— start Page extract —
Therefore, Coq just discards whatever indices that happened to occupy that specific form of ceval (H in our example), because it’s meaningless to keep it since Coq is performing case analysis anyway). Coq is just saying “assume the construction of ceval is possible with some given indices st : state, st' : state, res: result, instead of whatever used to inhabit the place of those variables in your hypothesis.
But in our case, we need to keep the concrete indices given. There are a couple of ways to do so:
Solution 1: manually remember your indices and call induction
This is the simplest way. We realized that calling induction only made the type of the hypothesis matter. Therefore, we use remember to store the concrete values of the indices in the context. In our ceval example, I can do something like so:
| Coq Commands | Proof State |
Theorem while_break_true : forall b c st st',
st =[ while b do c end ]=> st' / SContinue ->
beval st' b = true ->
exists st'', st'' =[ c ]=> st' / SBreak.
Proof.
intros.
|
b : bexp
c : com
st, st' : state
H : st =[ while b do c end ]=> st' / SContinue
H0 : beval st' b = true
-----------------------------------------------------
exists st'' : state, st'' =[ c ]=> st' / SBreak
|
Proof.
intros.
remember (<{while b do c end}>) as com eqn:Eqcom.
remember (SContinue) as res eqn:Eqres.
— end Page extract —
- To be done
**a)** Answer these questions about the Coq induction tutorial, one answer per line, with each answer marked like its question:
(i) Which tactic does Solution 1 use to store the concrete values of the indices in the context?
(ii) What is the name of the theorem used in the ceval example?
(iii) What equation name is given when SContinue is remembered as res?
**b)** Continue the Coq tutorial on keeping concrete indices during induction, starting after its last line.
— start Entries shown —
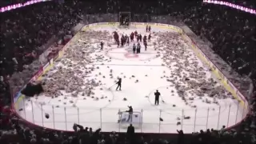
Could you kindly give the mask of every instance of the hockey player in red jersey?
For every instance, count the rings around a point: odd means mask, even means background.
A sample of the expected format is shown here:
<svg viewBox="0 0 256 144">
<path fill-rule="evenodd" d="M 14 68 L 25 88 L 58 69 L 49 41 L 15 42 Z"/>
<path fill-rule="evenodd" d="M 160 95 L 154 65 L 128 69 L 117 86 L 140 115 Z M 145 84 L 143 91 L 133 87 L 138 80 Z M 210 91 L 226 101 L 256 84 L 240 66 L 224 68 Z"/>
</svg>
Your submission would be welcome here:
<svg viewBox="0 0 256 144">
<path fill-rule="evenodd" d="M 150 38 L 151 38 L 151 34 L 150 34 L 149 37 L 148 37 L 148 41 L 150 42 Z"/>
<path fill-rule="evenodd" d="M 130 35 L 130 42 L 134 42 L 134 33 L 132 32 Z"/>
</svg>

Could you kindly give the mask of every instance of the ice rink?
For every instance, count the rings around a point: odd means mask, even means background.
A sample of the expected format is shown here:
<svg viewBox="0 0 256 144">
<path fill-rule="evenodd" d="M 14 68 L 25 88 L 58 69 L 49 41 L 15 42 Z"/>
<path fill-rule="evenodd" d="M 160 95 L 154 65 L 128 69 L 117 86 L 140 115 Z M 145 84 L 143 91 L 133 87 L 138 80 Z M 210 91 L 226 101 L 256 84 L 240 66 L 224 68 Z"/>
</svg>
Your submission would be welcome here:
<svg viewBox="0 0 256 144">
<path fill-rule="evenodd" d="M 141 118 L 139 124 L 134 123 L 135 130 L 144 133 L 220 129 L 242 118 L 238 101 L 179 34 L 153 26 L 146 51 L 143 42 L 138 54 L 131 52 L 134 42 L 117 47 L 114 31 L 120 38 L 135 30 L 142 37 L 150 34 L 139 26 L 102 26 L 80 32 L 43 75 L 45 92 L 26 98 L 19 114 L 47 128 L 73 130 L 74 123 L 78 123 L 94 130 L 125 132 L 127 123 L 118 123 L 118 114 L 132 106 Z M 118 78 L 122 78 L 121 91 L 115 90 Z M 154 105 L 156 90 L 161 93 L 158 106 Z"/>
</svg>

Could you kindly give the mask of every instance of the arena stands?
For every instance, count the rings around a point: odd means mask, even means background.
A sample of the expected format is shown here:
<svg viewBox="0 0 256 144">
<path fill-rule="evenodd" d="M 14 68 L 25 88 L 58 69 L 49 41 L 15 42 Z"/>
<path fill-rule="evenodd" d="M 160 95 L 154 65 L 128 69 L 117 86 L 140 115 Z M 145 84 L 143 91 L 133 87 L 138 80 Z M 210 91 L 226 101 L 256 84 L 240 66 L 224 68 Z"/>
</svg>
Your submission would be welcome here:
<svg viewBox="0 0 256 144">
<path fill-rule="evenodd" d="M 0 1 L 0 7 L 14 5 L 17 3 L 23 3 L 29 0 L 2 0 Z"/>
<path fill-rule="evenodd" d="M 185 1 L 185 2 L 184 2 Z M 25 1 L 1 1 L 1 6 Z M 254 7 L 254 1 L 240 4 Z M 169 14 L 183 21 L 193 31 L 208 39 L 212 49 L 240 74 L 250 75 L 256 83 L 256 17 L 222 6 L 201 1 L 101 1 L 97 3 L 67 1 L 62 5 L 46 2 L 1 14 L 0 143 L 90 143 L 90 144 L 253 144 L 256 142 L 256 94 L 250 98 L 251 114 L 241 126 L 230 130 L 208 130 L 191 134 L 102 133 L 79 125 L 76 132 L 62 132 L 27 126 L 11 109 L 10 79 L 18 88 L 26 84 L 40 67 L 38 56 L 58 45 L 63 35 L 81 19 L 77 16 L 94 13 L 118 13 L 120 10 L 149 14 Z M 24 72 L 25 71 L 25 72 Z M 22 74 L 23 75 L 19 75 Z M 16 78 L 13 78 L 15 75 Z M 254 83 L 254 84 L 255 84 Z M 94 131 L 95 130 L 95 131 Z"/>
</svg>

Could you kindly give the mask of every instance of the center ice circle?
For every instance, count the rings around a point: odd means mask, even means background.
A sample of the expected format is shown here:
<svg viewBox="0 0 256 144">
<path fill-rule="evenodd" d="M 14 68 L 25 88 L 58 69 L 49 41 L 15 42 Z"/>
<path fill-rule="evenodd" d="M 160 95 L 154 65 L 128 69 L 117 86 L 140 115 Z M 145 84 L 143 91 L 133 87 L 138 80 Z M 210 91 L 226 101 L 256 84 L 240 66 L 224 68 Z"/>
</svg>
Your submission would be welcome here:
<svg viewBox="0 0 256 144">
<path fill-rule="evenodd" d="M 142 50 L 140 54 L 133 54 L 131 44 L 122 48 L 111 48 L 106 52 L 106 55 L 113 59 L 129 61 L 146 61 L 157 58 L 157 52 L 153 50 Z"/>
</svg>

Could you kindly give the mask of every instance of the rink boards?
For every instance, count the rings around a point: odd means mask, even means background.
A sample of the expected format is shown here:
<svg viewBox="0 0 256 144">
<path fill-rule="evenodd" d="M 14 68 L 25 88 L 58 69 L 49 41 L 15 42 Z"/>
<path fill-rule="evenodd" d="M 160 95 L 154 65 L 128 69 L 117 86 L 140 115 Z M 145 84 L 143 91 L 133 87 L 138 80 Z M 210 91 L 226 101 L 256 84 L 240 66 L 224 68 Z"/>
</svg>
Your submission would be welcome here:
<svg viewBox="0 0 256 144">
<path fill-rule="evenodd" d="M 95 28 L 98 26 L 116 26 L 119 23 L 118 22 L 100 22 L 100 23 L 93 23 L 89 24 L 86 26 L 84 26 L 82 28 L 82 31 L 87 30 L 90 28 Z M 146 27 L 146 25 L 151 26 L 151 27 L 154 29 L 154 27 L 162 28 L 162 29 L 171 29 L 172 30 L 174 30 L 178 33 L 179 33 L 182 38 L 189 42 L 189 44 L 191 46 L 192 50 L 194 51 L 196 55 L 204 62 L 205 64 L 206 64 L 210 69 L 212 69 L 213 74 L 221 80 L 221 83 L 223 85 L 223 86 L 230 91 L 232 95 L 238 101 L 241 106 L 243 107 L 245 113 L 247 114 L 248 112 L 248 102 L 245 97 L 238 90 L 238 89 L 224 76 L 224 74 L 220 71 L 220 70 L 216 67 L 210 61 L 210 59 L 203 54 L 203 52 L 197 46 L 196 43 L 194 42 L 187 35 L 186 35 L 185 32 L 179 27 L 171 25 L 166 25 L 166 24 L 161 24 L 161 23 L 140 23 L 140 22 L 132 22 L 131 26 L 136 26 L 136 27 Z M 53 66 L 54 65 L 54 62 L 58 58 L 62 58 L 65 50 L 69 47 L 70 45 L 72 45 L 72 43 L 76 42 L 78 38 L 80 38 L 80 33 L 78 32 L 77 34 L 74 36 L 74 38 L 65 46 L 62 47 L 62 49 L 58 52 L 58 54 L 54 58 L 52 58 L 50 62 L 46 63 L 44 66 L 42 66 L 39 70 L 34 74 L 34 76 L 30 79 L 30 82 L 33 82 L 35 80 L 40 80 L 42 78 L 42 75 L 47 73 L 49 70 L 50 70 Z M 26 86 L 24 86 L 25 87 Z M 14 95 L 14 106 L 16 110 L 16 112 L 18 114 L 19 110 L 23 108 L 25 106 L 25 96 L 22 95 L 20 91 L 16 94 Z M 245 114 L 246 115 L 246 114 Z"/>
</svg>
— end Entries shown —
— start Entries shown —
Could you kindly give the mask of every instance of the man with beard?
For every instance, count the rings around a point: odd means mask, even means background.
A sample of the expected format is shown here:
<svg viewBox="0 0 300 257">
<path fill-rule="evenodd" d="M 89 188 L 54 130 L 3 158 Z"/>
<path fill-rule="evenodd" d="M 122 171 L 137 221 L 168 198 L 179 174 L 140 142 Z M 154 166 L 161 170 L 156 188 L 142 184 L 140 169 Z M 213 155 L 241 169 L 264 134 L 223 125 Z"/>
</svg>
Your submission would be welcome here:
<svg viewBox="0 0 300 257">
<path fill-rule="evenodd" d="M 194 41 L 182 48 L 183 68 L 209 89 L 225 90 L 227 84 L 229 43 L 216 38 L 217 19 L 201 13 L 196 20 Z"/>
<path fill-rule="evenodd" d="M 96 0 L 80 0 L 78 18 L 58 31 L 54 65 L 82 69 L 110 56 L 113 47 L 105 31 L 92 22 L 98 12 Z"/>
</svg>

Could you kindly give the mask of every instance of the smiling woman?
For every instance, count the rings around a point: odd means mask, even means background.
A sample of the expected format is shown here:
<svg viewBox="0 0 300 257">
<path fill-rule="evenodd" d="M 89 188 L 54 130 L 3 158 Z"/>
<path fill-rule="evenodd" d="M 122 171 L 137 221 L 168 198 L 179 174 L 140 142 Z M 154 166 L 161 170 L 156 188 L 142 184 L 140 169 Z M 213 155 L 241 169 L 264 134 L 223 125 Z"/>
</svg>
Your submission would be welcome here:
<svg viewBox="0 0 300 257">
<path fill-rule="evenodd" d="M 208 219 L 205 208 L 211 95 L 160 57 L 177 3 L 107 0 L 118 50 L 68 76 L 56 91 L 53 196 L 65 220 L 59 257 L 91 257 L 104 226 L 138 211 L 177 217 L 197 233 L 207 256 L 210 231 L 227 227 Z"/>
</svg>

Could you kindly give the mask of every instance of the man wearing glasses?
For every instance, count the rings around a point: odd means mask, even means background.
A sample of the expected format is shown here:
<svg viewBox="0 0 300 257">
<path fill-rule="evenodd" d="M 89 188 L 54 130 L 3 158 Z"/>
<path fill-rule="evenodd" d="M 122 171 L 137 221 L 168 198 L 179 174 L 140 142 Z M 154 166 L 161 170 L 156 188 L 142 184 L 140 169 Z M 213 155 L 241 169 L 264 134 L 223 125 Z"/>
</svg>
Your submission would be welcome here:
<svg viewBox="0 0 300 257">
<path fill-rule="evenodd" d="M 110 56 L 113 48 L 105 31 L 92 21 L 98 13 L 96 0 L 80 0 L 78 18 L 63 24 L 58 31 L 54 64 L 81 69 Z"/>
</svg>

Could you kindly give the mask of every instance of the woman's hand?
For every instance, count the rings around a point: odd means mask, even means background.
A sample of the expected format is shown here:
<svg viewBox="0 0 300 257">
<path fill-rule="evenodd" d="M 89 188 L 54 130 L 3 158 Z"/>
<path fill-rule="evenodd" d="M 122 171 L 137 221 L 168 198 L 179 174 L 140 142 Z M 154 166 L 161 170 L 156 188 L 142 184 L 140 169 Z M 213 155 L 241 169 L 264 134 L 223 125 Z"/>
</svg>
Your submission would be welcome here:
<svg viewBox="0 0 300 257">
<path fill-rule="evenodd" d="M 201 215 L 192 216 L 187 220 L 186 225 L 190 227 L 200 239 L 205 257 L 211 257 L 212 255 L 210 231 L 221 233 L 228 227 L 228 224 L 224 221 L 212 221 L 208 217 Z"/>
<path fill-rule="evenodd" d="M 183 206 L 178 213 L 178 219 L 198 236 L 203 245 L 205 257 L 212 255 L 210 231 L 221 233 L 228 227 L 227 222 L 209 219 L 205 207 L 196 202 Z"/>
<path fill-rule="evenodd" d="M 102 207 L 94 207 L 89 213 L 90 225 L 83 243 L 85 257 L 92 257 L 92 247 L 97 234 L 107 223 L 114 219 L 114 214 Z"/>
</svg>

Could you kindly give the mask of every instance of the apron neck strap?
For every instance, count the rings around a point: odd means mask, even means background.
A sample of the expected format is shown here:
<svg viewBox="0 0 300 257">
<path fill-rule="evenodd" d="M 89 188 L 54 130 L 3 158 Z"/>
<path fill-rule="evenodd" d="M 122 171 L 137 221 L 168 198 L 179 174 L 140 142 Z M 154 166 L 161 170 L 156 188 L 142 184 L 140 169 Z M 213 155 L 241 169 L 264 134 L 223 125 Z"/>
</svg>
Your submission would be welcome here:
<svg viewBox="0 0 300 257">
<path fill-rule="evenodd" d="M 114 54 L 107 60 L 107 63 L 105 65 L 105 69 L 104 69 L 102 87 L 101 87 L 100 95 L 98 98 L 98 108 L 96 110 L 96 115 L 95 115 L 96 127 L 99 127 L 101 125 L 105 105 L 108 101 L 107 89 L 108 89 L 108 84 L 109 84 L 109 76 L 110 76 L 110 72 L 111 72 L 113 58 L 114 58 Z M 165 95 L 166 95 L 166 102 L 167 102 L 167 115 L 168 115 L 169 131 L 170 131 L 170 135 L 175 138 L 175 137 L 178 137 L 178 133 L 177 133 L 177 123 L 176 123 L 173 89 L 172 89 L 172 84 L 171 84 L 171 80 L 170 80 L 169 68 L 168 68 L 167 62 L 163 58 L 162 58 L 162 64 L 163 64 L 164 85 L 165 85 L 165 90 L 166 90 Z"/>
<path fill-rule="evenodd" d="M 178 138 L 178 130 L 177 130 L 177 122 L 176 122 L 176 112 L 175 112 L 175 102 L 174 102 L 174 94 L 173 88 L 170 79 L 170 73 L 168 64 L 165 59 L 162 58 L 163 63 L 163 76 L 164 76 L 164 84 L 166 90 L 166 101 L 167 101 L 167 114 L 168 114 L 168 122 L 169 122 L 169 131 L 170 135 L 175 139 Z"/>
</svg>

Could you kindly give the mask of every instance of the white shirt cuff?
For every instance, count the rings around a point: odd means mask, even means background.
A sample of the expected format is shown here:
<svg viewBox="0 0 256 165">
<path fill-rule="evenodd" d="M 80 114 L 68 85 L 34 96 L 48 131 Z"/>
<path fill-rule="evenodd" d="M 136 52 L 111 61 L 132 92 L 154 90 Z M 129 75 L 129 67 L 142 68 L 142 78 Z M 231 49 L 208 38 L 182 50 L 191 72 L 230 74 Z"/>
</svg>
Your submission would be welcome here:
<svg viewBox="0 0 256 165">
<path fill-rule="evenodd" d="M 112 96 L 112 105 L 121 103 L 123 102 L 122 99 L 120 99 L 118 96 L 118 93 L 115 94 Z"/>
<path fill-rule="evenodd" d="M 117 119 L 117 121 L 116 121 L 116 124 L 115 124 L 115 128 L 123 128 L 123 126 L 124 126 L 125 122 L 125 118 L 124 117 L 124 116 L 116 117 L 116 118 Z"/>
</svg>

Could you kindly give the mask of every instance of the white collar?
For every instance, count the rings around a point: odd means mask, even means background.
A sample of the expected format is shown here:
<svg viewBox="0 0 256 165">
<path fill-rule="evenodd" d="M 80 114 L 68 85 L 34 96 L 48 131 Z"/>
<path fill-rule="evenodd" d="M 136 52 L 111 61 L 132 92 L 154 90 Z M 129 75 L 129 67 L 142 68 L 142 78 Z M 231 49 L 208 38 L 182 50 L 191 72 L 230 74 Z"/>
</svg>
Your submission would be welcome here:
— end Entries shown —
- Answers to the exercise
**a)**
(i) remember
(ii) while_break_true
(iii) Eqres

**b)**
|
b : bexp
c : com
st, st' : state
com : com
Eqcom : com = <{ while b do c end }>
res : result
Eqres : res = SContinue
H : st =[ com ]=> st' / res
H0 : beval st' b = true
------------------------------------------------------
exists st'' : state, st'' =[ c ]=> st' / SBreak
|
Proof.
intros.
remember (<{while b do c end}>) as com eqn:Eqcom.
remember (SContinue) as res eqn:Eqres.
induction c.
|
b : bexp
st, st' : state
com : com
Eqcom : com = <{ while b do skip end }>
res : result
Eqres : res = SContinue
H : st =[ com ]=> st' / res
H0 : beval st' b = true
------------------------------------------------------(1 / 6)
exists st'' : state, st'' =[ skip ]=> st' / SBreak
|
Proof.
intros.
remember (<{while b do c end}>) as com eqn:Eqcom.
remember (SContinue) as res eqn:Eqres.
induction c.
- induction H.
|
Goal 1
b : bexp
Eqcom : <{ skip }> = <{ while b do skip end }>
Eqres : SContinue = SContinue
st : state
H0 : beval st b = true
------------------------------------------------------(1 / 10)
exists st'' : state, st'' =[ skip ]=> st / SBreak
|
We can see that by keeping the equality on “occupied indices” of the original hypothesis, we have much more to work with.
Another observation is that most goals become trivial by contradiction on Eqcom. Often, this is the case.
It’s handy to immediately try to invert the contradiction and substitute:
remember (<{your_arbitrary_command}>) as com eqn:Eqcom.
induction my_target_relation; inversion Eqcom; subst.
Solution 2: dependent induction H
The problem with the first solution is that since we’re only applying induction, we can take advantage of inversion to eliminate trivial goals.
Well, it turns out that there is a tactic that does exactly what we wanted to achieve which performs inversion while preserving occupied indices: dependent induction.
You need to add an import statement:
Require Import Program.Equality.
It does everything in Solution #1, plus with inversion:
| Coq Commands | Proof State |
Require Import Program.Equality.
Theorem while_break_true : forall b c st st',
st =[ while b do c end ]=> st' / SContinue ->
beval st' b = true ->
exists st'', st'' =[ c ]=> st' / SBreak.
Proof.
intros.
induction c.
- dependent induction H.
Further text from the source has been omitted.